====== Supplied material

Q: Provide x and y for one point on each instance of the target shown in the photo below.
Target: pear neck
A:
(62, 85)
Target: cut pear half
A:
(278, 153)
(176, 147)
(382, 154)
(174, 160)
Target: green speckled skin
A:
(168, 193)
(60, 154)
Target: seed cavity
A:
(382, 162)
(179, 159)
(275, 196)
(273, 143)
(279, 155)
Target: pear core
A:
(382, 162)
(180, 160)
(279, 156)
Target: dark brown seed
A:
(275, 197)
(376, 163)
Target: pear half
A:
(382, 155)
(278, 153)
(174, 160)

============

* **Set problem**
Rescale the point coordinates in the answers of every entry above by a factor of 2.05, rounding each result to a whole number with halves rounded up, and reproduce all the lines again, including the requests, which stay unchanged.

* **Answer to the exercise**
Q: Provide x and y for one point on each instance of the target shown in the photo below.
Target: pear neck
A:
(127, 174)
Target: cut pear half
A:
(570, 314)
(361, 301)
(783, 316)
(357, 328)
Target: green speckled skin
A:
(344, 396)
(123, 316)
Target: seed cavity
A:
(783, 332)
(367, 326)
(564, 402)
(560, 293)
(572, 318)
Target: pear core
A:
(783, 332)
(369, 328)
(572, 320)
Target: dark brown seed
A:
(564, 404)
(771, 334)
Target: pear half
A:
(783, 318)
(570, 314)
(357, 328)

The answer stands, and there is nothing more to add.